## Exercise description:
Go through the entries and copy every line that has the string "query" in it.

## Data supplied:

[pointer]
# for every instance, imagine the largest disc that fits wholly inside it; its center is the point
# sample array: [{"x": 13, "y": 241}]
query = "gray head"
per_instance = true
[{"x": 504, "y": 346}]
* * *
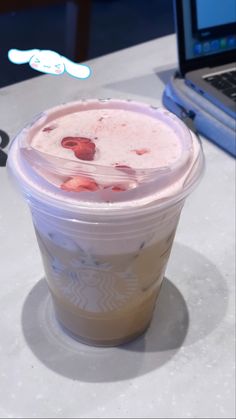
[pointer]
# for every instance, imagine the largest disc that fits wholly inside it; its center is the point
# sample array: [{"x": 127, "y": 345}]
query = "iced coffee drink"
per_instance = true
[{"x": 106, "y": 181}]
...
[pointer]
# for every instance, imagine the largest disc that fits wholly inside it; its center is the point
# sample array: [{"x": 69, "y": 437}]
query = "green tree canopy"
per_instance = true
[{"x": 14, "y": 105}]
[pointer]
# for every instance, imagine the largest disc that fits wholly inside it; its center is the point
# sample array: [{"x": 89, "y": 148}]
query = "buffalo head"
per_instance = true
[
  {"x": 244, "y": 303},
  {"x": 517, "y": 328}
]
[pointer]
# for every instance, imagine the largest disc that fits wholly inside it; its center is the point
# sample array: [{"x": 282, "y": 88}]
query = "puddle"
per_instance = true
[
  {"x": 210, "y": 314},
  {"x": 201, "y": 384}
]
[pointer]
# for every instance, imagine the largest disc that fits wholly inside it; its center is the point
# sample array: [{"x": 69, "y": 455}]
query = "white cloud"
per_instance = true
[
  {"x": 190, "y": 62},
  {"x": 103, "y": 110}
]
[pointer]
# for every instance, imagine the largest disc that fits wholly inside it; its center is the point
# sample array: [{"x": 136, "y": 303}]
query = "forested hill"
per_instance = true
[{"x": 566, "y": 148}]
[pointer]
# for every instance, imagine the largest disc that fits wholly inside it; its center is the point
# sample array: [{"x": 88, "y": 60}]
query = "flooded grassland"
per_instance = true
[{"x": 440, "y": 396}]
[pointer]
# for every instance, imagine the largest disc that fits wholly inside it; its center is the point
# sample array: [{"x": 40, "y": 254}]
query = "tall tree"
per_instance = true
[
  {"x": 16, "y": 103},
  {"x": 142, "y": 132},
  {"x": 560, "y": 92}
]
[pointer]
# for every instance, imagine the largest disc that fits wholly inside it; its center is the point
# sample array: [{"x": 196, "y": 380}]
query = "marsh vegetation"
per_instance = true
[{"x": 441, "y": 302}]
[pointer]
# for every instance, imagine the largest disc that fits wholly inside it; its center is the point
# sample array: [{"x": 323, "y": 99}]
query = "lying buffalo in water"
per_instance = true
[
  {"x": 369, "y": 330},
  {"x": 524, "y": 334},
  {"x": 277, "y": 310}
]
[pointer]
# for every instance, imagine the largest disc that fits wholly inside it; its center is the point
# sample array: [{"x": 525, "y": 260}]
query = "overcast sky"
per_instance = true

## Result of the task:
query = "gray head"
query = "iced coffee drink"
query = "green tree canopy"
query = "buffalo head"
query = "puddle"
query = "white cloud"
query = "forested hill"
query = "flooded grassland"
query = "tall tree"
query = "marsh vegetation"
query = "lying buffalo in water"
query = "overcast sky"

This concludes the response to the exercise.